Texte fourni |
★ ★ ★ ★

Le retour d'une formation du calibre de Swallow the Sun a franchement de quoi réjouir. Solide scéniquement, ayant à leur palmarès quatre albums de forte qualité dont ils n'ont nullement à rougir, ils font partis de ce panthéon de groupes dont les attentes à chaque nouvelle sortie sont très hautes. Alors signés chez Spinefarm Records, les finlandais nous délivrent leur 5ème mouture, Emerald Forest and the Blackbird, dont l'artwork est aussi attrayant qu'il donne envie de se plonger dans la forêt et de s'y perdre. Et pour s'y perdre, l'auditeur ne sera pas le seul à être égaré. Vous avez du mal à comprendre cette métaphore ? Lisez plutôt ces quelques lignes.

★ ★ ★ ★

Lignes répertoriées |
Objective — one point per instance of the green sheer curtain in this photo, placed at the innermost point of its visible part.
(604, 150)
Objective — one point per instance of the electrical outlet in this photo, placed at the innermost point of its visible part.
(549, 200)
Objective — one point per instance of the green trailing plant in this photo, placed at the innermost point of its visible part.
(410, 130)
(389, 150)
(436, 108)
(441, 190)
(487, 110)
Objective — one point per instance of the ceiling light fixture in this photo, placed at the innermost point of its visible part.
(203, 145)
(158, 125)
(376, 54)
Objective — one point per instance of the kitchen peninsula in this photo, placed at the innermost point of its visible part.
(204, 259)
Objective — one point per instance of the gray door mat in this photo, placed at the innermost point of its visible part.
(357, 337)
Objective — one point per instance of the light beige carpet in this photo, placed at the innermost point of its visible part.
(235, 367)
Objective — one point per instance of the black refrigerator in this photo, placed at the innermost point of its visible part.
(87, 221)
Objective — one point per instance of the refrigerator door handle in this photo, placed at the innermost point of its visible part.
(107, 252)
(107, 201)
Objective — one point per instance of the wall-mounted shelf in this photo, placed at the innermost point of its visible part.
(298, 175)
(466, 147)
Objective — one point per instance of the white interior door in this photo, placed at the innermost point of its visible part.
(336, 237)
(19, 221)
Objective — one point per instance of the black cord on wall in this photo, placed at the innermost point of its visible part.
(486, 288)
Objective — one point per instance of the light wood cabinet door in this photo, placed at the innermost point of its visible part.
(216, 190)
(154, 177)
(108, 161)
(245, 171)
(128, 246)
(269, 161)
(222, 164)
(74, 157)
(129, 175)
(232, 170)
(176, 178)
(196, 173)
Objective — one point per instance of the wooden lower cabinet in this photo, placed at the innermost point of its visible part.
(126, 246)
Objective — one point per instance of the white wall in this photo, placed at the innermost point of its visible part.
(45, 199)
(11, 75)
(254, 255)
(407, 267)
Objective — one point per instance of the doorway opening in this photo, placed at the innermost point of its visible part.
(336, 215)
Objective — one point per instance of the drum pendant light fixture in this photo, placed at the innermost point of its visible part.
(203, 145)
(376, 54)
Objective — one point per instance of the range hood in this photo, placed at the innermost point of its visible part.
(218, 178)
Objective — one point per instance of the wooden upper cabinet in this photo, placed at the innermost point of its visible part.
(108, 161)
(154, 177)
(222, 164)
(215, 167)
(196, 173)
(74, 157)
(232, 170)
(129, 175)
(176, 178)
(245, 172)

★ ★ ★ ★

Consignes à suivre |
1. Recopiez mot pour mot l'intégralité du texte sur Swallow the Sun.
2. Repérez parmi les lignes ci-dessus chacune de celles qui contiennent la chaîne « light » et recopiez-la, en respectant la casse.

Résultats obtenus |
1.
Le retour d'une formation du calibre de Swallow the Sun a franchement de quoi réjouir. Solide scéniquement, ayant à leur palmarès quatre albums de forte qualité dont ils n'ont nullement à rougir, ils font partis de ce panthéon de groupes dont les attentes à chaque nouvelle sortie sont très hautes. Alors signés chez Spinefarm Records, les finlandais nous délivrent leur 5ème mouture, Emerald Forest and the Blackbird, dont l'artwork est aussi attrayant qu'il donne envie de se plonger dans la forêt et de s'y perdre. Et pour s'y perdre, l'auditeur ne sera pas le seul à être égaré. Vous avez du mal à comprendre cette métaphore ? Lisez plutôt ces quelques lignes.

2.
Objective — one point per instance of the ceiling light fixture in this photo, placed at the innermost point of its visible part.
Objective — one point per instance of the light beige carpet in this photo, placed at the innermost point of its visible part.
Objective — one point per instance of the light wood cabinet door in this photo, placed at the innermost point of its visible part.
Objective — one point per instance of the drum pendant light fixture in this photo, placed at the innermost point of its visible part.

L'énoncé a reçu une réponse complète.